**Requirement**
Please rewrite the forum thread from "## drop bear" down to "just general discussion.", updating "content" to "substance".

START Provided text

# ?



## Nicolas.P (Mar 10, 2021)

?


----------



## Nicolas.P (Mar 10, 2021)

How does This work


----------



## drop bear (Mar 10, 2021)

Pretty much like that. But with more content.


----------



## Monkey Turned Wolf (Mar 10, 2021)

^What he said. Post questions, threads. Comment answers, or other questions. Or just general discussion.


----------



## _Simon_ (Mar 11, 2021)

Yes.


----------



## Steve (Mar 11, 2021)

!


----------



## CB Jones (Mar 11, 2021)

Steve said:


> !



I'm more of an exclamation mark person myself.


----------



## Steve (Mar 11, 2021)

CB Jones said:


> I'm more of an exclamation mark person myself.


ME TOO!


----------



## Xue Sheng (Mar 11, 2021)

I'm more of an Interrobang guy myself !?


----------



## Buka (Mar 11, 2021)

I’m a parenthesis.


----------



## Steve (Mar 11, 2021)

Buka said:


> I’m a parenthesis.


(He said with a twinkle in his eye)


----------



## Buka (Mar 11, 2021)

Steve said:


> (He said with a twinkle in his eye)



Oh, snap!


----------

END Provided text
START Given information

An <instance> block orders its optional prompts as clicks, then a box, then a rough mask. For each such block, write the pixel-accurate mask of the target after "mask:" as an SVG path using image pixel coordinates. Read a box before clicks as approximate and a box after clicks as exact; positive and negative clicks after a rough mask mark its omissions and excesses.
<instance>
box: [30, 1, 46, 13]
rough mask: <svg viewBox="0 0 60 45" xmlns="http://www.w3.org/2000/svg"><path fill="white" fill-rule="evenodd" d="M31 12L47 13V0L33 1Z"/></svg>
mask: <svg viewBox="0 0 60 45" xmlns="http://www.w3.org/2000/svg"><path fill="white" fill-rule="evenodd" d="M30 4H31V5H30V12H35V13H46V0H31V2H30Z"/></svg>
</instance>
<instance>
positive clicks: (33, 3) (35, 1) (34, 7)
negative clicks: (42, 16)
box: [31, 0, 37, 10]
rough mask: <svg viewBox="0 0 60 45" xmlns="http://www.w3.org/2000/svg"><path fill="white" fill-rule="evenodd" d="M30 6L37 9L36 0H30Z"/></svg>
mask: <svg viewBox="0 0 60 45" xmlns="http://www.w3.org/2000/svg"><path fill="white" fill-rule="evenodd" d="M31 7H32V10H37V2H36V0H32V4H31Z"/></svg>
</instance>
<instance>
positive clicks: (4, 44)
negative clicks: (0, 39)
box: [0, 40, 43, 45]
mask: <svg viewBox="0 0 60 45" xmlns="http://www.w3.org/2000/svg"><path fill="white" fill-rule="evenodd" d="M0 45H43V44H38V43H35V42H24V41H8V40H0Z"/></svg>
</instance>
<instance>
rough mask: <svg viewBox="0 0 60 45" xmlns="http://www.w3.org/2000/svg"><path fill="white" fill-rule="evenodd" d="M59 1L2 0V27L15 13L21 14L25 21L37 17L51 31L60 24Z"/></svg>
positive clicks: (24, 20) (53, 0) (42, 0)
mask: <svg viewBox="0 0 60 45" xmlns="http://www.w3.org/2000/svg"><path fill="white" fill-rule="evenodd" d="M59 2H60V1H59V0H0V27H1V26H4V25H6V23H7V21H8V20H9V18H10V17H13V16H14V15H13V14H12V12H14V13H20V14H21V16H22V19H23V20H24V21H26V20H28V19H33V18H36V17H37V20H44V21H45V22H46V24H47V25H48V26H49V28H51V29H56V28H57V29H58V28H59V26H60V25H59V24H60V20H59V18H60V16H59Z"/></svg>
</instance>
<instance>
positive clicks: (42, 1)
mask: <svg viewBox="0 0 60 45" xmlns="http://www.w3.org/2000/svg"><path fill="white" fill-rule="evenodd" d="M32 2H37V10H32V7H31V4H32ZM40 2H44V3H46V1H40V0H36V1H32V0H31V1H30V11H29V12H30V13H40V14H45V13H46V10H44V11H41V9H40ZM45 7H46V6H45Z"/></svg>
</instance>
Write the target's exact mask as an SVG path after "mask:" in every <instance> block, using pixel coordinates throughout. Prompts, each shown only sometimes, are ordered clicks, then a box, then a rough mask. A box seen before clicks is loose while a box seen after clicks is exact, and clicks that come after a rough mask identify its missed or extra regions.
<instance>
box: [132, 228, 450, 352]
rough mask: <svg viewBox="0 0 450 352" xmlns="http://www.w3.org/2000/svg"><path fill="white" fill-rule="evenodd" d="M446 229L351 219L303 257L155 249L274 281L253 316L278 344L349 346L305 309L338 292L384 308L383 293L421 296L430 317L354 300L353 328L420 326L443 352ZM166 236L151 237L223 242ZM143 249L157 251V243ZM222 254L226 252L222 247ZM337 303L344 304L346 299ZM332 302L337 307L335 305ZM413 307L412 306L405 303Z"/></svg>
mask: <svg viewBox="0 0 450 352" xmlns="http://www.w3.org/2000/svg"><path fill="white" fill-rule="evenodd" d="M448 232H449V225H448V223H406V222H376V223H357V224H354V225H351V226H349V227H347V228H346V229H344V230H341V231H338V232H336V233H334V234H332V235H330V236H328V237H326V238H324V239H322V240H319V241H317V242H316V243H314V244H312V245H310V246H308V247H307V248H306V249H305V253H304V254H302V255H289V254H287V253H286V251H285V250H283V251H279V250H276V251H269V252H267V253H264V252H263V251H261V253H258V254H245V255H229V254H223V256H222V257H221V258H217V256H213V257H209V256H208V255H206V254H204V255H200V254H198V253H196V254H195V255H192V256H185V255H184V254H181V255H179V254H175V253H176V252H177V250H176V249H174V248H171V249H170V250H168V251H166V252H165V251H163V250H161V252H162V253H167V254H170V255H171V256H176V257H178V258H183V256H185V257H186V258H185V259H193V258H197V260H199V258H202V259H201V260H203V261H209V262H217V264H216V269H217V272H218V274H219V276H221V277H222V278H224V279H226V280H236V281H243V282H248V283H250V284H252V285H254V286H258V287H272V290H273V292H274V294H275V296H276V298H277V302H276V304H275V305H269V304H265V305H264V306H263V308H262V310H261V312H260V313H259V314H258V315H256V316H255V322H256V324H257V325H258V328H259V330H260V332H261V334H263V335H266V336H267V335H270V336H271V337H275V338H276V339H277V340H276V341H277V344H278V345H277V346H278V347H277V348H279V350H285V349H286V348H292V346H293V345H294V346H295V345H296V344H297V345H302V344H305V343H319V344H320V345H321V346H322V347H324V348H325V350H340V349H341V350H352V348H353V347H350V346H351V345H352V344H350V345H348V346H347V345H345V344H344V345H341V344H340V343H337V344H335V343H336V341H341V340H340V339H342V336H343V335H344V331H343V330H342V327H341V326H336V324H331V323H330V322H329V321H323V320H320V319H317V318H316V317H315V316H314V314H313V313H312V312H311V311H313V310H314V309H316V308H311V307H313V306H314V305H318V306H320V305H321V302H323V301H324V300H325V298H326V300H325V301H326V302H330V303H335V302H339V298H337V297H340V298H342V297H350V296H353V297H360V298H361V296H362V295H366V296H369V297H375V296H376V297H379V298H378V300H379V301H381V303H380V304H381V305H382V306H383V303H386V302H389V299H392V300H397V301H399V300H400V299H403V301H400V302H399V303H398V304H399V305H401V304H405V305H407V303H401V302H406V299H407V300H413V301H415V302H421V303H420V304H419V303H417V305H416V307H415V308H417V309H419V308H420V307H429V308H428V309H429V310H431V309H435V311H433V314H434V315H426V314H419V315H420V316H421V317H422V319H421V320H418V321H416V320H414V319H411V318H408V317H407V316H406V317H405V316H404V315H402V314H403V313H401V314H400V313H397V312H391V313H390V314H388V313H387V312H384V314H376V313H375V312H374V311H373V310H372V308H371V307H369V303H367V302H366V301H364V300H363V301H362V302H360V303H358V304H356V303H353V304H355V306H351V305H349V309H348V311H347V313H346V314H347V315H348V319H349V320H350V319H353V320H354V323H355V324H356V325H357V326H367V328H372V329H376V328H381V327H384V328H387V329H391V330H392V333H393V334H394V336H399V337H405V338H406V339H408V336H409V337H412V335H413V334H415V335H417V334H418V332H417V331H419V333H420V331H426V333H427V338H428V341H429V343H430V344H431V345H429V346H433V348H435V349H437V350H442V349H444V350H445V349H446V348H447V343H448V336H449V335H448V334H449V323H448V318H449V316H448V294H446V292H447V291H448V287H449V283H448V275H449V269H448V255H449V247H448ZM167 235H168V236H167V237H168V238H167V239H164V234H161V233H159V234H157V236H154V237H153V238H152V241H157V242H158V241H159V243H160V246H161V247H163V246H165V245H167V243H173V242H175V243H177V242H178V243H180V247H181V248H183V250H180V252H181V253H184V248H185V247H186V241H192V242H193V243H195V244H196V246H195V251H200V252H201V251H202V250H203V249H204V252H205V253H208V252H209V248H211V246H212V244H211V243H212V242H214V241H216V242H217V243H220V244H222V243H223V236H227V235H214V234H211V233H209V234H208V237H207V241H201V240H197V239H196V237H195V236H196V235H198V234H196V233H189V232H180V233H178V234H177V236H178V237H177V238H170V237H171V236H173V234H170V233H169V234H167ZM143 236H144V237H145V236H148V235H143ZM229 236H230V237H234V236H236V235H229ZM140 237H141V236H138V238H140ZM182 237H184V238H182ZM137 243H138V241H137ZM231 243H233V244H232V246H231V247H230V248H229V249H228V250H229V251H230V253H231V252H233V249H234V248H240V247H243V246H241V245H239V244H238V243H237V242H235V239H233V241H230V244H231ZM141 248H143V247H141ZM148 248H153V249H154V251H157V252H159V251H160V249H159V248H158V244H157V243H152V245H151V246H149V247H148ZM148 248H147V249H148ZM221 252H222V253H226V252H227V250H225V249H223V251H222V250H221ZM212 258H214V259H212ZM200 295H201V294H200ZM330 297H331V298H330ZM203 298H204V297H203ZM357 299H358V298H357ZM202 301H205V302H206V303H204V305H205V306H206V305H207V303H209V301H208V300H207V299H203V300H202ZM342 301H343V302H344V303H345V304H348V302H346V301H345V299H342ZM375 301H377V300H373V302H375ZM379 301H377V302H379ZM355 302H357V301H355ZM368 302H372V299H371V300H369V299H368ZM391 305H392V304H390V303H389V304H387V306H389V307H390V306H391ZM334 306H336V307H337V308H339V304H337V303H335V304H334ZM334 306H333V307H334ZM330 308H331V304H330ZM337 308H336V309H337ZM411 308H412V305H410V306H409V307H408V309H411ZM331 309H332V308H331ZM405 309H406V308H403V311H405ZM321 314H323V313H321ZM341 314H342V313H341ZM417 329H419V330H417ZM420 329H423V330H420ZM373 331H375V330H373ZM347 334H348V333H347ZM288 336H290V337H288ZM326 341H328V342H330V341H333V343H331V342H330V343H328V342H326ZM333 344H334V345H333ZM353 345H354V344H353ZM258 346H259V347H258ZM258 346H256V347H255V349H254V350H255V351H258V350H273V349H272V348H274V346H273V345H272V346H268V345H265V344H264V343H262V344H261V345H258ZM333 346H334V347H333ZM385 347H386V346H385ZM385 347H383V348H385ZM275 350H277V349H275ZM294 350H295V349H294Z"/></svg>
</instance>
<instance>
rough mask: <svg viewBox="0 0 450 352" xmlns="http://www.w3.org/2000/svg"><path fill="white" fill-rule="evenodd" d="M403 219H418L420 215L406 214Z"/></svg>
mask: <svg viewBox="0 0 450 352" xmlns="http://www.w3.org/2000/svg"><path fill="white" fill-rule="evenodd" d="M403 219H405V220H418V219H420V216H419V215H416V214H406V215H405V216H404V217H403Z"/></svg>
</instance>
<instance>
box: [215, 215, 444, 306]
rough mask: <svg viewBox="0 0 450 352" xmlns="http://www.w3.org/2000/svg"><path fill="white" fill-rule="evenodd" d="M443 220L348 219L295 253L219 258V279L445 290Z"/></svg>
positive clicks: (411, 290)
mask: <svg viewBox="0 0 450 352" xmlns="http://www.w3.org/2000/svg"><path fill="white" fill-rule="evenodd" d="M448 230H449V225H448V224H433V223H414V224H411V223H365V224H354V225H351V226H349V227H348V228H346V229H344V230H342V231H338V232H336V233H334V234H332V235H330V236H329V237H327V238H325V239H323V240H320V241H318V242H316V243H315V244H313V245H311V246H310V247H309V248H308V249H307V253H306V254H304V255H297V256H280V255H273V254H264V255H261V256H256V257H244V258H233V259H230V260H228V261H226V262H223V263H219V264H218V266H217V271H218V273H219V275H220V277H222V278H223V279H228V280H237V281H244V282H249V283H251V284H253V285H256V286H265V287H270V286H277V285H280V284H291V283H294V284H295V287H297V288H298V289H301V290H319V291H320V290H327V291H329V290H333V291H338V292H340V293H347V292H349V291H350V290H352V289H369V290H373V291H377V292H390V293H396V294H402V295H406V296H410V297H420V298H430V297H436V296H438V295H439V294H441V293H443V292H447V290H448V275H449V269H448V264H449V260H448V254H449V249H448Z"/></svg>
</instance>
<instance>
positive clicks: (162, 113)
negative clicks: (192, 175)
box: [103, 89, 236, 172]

END Given information

**Your response**
## drop bear (Mar 10, 2021)

Pretty much like that. But with more substance.


----------



## Monkey Turned Wolf (Mar 10, 2021)

^What he said. Post questions, threads. Comment answers, or other questions. Or just general discussion.